→ Requirements:
Return the material below in full and exactly.
══ Input ══
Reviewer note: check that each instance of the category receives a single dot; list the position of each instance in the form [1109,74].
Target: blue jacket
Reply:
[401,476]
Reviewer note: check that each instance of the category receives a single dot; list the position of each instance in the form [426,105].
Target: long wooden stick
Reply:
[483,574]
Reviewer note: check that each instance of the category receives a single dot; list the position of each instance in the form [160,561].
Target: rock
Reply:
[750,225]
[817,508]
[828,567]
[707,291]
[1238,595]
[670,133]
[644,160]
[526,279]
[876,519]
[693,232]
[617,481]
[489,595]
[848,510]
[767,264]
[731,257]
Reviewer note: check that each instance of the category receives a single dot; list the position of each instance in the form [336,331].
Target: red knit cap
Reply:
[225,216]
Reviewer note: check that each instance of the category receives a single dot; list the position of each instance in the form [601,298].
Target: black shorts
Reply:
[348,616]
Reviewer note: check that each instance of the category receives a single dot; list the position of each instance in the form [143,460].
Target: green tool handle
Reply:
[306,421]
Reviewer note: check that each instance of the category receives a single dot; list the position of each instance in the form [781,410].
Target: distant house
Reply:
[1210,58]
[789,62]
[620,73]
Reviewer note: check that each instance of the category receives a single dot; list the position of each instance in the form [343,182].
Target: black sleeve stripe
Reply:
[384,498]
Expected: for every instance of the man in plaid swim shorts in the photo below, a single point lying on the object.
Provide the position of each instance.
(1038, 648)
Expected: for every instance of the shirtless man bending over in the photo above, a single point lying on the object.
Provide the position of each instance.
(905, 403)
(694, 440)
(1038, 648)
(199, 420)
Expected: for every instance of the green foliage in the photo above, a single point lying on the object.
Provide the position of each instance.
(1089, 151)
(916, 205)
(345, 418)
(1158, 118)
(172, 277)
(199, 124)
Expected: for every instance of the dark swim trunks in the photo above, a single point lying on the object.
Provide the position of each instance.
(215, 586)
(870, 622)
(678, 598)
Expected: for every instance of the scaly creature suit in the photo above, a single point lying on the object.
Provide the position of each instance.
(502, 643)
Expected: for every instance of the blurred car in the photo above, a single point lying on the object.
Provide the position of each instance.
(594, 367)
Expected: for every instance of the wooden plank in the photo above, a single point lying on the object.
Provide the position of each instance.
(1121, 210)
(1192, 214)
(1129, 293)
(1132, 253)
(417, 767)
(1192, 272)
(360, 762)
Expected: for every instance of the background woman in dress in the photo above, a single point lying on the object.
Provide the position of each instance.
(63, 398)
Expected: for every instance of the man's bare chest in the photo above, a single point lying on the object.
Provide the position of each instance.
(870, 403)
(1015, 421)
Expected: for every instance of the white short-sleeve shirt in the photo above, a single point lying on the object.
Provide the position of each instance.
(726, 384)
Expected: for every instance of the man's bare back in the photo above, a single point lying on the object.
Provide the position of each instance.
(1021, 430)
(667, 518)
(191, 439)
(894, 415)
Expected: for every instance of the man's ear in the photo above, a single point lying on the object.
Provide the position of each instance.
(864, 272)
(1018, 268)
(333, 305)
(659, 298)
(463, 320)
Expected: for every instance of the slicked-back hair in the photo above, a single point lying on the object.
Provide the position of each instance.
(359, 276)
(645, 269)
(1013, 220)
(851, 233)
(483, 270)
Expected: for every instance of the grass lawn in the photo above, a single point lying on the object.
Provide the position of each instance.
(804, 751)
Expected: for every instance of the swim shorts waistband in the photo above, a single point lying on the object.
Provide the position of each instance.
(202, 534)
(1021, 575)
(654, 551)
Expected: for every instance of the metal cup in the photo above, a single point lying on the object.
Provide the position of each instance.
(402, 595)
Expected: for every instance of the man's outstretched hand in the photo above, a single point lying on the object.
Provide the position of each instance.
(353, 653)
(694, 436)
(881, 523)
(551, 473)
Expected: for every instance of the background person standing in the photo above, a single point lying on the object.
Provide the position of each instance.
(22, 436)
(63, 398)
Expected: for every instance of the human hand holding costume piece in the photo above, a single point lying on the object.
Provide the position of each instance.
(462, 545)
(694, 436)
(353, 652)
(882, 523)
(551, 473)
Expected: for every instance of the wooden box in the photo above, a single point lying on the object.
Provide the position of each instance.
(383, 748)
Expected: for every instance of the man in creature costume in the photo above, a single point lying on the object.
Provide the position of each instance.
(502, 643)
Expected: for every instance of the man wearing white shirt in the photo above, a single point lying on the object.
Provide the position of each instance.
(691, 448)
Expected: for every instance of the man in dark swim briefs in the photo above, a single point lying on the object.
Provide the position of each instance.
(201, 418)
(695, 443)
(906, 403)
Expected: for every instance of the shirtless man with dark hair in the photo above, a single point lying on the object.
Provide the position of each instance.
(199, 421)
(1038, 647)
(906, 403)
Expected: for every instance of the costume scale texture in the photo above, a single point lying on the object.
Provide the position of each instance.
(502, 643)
═══
→ The answer:
Reviewer note: check that each instance of the category receives a single dot; list the position of each instance in the form [1109,74].
Target: blue jacket
Reply:
[401,476]
Reviewer note: check that each instance of the category receives a single dot; list the position of each instance in the form [426,105].
Target: long wooden stick
Reply:
[483,574]
Reviewer note: check that each instance of the category receives a single dot; list the position of each instance in the form [160,561].
Target: rock
Reply:
[750,225]
[817,508]
[828,567]
[707,291]
[1238,595]
[670,133]
[644,160]
[526,279]
[876,519]
[693,232]
[617,481]
[489,595]
[848,510]
[767,264]
[731,257]
Reviewer note: check that each instance of the category receives a single dot; list the position of each instance in the form [336,331].
Target: red knit cap
Reply:
[225,216]
Reviewer note: check that each instance of the category receives a single dot; list the position of each instance in the form [601,298].
Target: black shorts
Reply:
[348,616]
Reviewer note: check that each instance of the category receives a single dot; list the position of each instance in the form [143,460].
Target: green tool handle
Reply:
[306,421]
Reviewer note: check that each instance of the category receives a single dot; list the position of each instance in the form [781,410].
Target: distant house
Reply:
[1210,58]
[789,62]
[620,73]
Reviewer note: check that each instance of the category receives a single dot; list the position of each instance in the form [343,182].
Target: black sleeve stripe
Reply:
[384,498]
Expected: for every instance of the man in plaid swim shorts in the photo below, a single point lying on the object.
Provide the position of each instance.
(1038, 648)
Expected: for every instance of the shirtless man bending over in the photo above, a single point lying on the object.
Provide the position of each instance.
(905, 403)
(694, 440)
(1038, 648)
(199, 420)
Expected: for every instance of the green foliage in the photo above, a single point lying on the object.
Provide the position of each instance.
(1089, 151)
(916, 205)
(345, 418)
(1158, 118)
(172, 277)
(199, 124)
Expected: for every instance of the dark swim trunks in the photo above, a single point lying on the object.
Provide the position of each instance.
(215, 586)
(870, 622)
(678, 598)
Expected: for every instance of the scaly creature suit in the photo above, a single point lying on the object.
Provide the position of each instance.
(502, 643)
Expected: for every instance of the blurred car in the photo above, a single point lying on the object.
Provide the position of each instance.
(594, 367)
Expected: for every instance of the wooden plank in the photo above, a single point lying on the object.
Provide the position of each instance.
(1121, 210)
(1192, 214)
(1129, 293)
(1132, 253)
(417, 767)
(1192, 272)
(360, 762)
Expected: for every instance of the background woman in dress in the photo above, a single point lying on the object.
Provide the position of each instance.
(63, 398)
Expected: for every instance of the man's bare chest in the photo above, a single point lying on the object.
Provide the position of each instance.
(870, 403)
(1015, 421)
Expected: for every instance of the white short-sleeve shirt in the photo above, a single point lying on the object.
Provide the position of each instance.
(726, 384)
Expected: for every instance of the man's bare back in the photo above, a single point lying on the object.
Provide the position of each instance.
(1021, 430)
(667, 518)
(191, 439)
(894, 415)
Expected: for every instance of the man's ear in the photo above, a single point lying on the object.
Provide the position of each instance.
(864, 272)
(1018, 268)
(333, 305)
(659, 298)
(463, 320)
Expected: for every instance of the slicked-back hair in the photo above, a single point lying on the object.
Provide the position of each instance.
(359, 276)
(645, 269)
(1013, 220)
(851, 233)
(483, 270)
Expected: for every instance of the grass lawn in the photo above, a single point lying on the object.
Provide the position of each instance.
(804, 751)
Expected: for every instance of the swim shorts waistband in the photo above, a single point lying on the object.
Provide the position of each instance.
(202, 534)
(1021, 575)
(654, 551)
Expected: for every instance of the metal cup in the photo above, a single point lying on the object.
Provide the position of each instance.
(402, 595)
Expected: for every instance of the man's outstretched hand in the photo above, a single point lying on the object.
Provide the position of each instance.
(353, 653)
(694, 436)
(881, 523)
(551, 473)
Expected: for every instance of the background person standing in the photo above, a single point lying on the object.
Provide the position of each instance.
(22, 436)
(63, 398)
Expected: for every instance of the human hand holding costume piece in the photo above, a single point lying on the object.
Provide the position of each instance.
(462, 545)
(694, 436)
(353, 652)
(882, 523)
(551, 473)
Expected: for every instance of the wooden box in the photo above, a single point lying on the object.
Provide the position of each instance.
(383, 748)
Expected: for every instance of the man in creature costume in the photo above, a single point lying on the object.
Provide the position of each instance.
(502, 643)
Expected: for every instance of the man wearing white shirt in the photo above, a single point lying on the object.
Provide the position of each instance.
(691, 448)
Expected: for every instance of the man in dark swim briefs in the photo above, a single point lying on the object.
Provide the position of each instance.
(201, 418)
(695, 443)
(906, 403)
Expected: for every instance of the shirtless man with dark hair in the photo above, a single point lying on the object.
Provide the position of each instance.
(199, 421)
(1038, 647)
(906, 403)
Expected: for every instance of the costume scale texture in the photo above, a single point lying on the object.
Provide the position of each instance.
(502, 643)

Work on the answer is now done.